### Given problem A
Answer these from the text on German nationality, one answer per line, marked the same way:
(i) Which law governs nationality in Germany?
(ii) What must a foreign national submit to acquire German citizenship?
(iii) Which provision of that law is cited on avoiding multiple nationalities?
### Given problem B
Using the text on German nationality, explain in one to three sentences why someone naturalised in Germany normally loses or must renounce their former nationality.
### Given problem C
In the text on German nationality, change "former nationality" to "previous nationality" and write out the stretch from "To be naturalised" through "(aka multiple nationality)".

### Document
[START]
Nationality is the allegiance of an individual citizen to a particular state with all the associated rights and obligations. Each country determines who its nationals are, and whether and under what conditions this nationality can be lost or acquired in accordance with the general principles of international law and within its limits. In Germany, nationality is governed by the German Nationality Act (Staatsangehörigkeitsgesetz – StAG).

If a foreign national seeks to acquire German citizenship, he or she must submit an application for naturalisation. The legal basis both for the acquisition and loss of German nationality can be found in the German Nationality Act (Staatsangehörigkeitsgesetz – StAG). Due to the lack of uniform regulations between the individual countries, you can have one, two or multiple nationalities or even no nationality at all.

To be naturalised in Germany, you will normally need to give up your old citizenship

In Germany, on the other hand, it is important to know that you will normally lose your former nationality with naturalisation or must renounce it, because Germany wants to avoid creating multiple nationalities through naturalisation (section 10 para. (1) no. 4 of the German Nationality Act), since the aim of naturalisation should be for the applicant to pledge allegiance to Germany alone. Moreover, there is no general entitlement to dual nationality (aka multiple nationality)
[END]
### Records
[START]
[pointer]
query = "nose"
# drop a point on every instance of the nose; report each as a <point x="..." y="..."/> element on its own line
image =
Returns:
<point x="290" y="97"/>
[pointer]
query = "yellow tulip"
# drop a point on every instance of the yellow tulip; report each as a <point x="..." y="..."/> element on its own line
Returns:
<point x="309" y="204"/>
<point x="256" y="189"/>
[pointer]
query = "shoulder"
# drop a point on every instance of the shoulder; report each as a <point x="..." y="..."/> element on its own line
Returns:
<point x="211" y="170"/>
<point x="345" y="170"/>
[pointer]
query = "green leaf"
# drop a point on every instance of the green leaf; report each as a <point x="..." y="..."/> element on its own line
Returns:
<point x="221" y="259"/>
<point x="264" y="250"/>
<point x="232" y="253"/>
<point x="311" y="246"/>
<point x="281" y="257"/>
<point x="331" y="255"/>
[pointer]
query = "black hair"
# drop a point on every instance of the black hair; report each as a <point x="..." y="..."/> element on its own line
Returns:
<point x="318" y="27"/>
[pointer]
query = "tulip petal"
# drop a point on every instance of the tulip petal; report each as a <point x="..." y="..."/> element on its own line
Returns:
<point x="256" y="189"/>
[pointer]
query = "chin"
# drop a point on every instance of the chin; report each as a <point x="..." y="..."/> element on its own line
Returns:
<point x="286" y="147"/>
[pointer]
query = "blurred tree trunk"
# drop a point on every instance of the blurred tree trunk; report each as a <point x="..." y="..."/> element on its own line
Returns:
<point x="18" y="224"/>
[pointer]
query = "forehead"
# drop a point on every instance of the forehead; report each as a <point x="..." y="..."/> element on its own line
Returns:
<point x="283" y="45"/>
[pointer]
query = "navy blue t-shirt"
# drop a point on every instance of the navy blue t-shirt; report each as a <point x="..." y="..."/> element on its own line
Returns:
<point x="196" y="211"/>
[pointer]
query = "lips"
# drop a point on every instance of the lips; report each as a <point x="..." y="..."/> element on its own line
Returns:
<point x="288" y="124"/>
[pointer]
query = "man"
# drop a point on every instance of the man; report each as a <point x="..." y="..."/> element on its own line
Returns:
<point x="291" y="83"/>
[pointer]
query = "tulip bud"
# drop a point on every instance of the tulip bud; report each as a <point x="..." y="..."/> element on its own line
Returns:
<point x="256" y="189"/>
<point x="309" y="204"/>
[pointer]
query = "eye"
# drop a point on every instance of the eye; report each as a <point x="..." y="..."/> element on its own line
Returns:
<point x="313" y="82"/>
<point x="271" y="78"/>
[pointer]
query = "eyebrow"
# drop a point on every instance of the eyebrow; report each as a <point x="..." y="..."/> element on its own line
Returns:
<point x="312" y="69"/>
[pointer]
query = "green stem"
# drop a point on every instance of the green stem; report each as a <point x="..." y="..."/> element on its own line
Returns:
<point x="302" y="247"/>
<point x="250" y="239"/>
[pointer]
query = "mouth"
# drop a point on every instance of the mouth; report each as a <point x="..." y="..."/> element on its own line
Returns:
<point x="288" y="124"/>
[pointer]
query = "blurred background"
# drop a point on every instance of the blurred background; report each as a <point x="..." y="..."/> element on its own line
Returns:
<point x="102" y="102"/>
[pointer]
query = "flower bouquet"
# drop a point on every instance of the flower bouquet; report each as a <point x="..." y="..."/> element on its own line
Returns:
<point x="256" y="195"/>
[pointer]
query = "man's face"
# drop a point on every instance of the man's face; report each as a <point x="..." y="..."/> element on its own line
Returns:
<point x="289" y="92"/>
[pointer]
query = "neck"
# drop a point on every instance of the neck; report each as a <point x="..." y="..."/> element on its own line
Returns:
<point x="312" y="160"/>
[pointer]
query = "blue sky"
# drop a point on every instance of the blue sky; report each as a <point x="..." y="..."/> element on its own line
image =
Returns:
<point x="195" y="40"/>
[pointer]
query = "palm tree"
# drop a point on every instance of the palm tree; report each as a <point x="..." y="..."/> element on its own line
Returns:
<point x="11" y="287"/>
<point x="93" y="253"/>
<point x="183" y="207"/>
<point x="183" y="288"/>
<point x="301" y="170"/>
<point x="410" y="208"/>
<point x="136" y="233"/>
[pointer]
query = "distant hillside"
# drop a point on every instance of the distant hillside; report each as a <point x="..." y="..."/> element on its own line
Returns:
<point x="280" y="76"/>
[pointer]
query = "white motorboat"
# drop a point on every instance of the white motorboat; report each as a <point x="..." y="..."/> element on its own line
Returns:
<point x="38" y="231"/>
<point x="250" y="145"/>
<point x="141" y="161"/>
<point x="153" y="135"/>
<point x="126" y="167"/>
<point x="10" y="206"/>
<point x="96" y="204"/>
[END]
### Written answer A
(i) The German Nationality Act (Staatsangehörigkeitsgesetz – StAG).
(ii) An application for naturalisation.
(iii) Section 10 para. (1) no. 4 of the German Nationality Act.

### Written answer B
Germany wants to avoid creating multiple nationalities through naturalisation. The aim of naturalisation is for the applicant to pledge allegiance to Germany alone.

### Written answer C
To be naturalised in Germany, you will normally need to give up your old citizenship

In Germany, on the other hand, it is important to know that you will normally lose your previous nationality with naturalisation or must renounce it, because Germany wants to avoid creating multiple nationalities through naturalisation (section 10 para. (1) no. 4 of the German Nationality Act), since the aim of naturalisation should be for the applicant to pledge allegiance to Germany alone. Moreover, there is no general entitlement to dual nationality (aka multiple nationality)